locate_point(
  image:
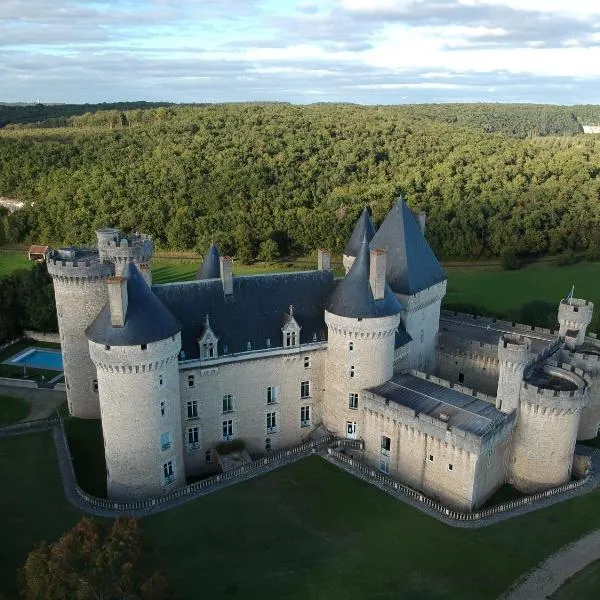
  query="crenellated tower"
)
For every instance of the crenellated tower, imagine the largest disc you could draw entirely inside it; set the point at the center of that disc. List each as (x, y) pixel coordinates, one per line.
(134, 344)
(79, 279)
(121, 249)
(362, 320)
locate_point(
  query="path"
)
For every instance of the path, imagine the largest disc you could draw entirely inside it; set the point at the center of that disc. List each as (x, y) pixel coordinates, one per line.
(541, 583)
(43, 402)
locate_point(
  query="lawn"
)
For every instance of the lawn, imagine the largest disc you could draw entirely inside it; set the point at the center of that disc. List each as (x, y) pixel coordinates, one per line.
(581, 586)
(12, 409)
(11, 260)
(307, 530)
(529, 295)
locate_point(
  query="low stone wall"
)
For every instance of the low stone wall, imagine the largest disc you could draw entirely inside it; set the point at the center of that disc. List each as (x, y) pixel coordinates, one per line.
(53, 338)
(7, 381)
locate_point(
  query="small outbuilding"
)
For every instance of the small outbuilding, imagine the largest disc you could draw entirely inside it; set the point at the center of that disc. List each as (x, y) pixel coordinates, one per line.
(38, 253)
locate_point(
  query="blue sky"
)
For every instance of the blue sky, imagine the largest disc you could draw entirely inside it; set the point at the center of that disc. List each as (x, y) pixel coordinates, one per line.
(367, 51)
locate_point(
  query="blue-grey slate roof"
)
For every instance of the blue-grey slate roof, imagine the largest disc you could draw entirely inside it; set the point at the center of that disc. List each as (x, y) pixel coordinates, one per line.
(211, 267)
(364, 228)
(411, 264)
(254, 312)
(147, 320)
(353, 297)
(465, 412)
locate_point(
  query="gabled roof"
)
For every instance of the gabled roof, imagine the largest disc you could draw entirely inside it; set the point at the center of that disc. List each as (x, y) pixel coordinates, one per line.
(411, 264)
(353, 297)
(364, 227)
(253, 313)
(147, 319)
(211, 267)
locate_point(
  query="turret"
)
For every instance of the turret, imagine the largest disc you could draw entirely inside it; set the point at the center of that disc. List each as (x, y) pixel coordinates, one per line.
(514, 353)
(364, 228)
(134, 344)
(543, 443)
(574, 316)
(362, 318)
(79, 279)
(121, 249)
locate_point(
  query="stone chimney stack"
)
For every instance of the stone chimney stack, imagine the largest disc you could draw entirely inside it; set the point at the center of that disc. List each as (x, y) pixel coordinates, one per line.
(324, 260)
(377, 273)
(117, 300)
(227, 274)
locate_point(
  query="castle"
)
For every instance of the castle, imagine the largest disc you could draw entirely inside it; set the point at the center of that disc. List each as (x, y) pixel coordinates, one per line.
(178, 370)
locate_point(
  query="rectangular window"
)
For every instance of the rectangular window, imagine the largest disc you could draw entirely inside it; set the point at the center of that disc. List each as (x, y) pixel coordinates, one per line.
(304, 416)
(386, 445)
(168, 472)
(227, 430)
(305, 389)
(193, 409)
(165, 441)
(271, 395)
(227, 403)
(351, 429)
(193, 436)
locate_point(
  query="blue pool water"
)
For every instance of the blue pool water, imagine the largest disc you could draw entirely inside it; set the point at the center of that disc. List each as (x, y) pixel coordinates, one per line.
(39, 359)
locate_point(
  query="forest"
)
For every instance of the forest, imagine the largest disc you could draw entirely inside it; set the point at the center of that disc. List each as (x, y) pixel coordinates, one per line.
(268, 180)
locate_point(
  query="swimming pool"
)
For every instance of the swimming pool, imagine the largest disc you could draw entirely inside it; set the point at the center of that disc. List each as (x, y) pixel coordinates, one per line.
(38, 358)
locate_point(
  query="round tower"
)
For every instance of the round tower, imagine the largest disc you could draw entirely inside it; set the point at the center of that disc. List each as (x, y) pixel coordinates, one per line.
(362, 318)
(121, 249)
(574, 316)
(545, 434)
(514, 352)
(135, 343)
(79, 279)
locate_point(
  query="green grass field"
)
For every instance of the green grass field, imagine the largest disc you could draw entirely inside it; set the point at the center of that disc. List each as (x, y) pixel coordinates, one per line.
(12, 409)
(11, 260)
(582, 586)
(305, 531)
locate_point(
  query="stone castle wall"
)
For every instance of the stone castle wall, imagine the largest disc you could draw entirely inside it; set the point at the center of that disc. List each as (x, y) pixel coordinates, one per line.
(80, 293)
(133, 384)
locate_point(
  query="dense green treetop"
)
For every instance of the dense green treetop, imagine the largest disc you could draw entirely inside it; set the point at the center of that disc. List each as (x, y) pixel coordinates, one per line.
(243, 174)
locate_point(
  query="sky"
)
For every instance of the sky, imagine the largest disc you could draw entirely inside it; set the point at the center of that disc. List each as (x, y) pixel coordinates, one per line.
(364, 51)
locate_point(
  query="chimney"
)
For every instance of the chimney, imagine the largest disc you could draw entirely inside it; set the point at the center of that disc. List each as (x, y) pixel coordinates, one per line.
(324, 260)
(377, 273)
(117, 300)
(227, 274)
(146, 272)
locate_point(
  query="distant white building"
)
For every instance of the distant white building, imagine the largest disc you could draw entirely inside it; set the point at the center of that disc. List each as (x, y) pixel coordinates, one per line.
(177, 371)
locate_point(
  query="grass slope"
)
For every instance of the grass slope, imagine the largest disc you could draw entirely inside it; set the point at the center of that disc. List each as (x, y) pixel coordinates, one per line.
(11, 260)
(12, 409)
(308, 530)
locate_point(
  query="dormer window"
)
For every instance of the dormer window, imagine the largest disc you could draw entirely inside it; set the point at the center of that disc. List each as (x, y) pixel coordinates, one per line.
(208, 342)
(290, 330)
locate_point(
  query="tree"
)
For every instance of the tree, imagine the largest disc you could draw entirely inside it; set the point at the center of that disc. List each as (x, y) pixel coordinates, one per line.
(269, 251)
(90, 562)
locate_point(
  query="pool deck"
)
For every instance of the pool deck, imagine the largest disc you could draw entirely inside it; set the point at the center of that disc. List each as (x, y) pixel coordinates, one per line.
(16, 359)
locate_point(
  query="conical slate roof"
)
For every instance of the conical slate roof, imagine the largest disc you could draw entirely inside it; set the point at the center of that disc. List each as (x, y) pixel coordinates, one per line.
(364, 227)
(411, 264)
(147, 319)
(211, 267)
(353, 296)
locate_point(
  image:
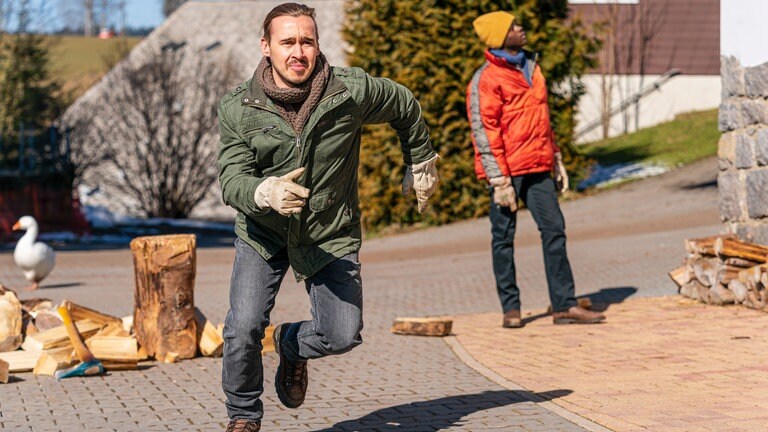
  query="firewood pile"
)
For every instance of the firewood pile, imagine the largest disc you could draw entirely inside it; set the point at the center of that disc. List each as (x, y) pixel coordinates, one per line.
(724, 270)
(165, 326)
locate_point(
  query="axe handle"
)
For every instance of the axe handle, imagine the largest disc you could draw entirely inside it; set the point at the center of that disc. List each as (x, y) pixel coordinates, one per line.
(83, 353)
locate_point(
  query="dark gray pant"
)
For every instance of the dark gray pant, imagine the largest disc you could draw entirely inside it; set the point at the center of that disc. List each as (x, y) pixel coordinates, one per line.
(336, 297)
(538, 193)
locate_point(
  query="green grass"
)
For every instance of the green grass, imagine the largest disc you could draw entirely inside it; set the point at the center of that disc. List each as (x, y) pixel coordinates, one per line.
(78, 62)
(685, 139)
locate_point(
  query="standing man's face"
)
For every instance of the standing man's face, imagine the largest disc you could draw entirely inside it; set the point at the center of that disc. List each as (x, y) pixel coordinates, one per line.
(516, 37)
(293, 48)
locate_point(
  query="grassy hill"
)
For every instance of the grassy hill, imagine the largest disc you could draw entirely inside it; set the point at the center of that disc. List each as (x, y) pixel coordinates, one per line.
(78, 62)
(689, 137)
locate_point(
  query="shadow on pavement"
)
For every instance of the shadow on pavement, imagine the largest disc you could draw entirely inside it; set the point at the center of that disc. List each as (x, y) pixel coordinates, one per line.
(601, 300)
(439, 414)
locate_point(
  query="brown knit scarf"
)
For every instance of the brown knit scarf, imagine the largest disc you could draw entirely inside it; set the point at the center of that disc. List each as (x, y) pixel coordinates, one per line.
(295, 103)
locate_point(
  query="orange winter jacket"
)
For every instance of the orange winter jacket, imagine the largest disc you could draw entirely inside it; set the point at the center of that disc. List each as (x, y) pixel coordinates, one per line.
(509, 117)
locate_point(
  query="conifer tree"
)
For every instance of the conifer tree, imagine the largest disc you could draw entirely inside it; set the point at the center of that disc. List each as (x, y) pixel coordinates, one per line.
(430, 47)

* * * * * * * * *

Tally the lines in the entries above that contain the string "gabled", treating uppercase and lowercase as different, and give only the count.

## Exercise answer
2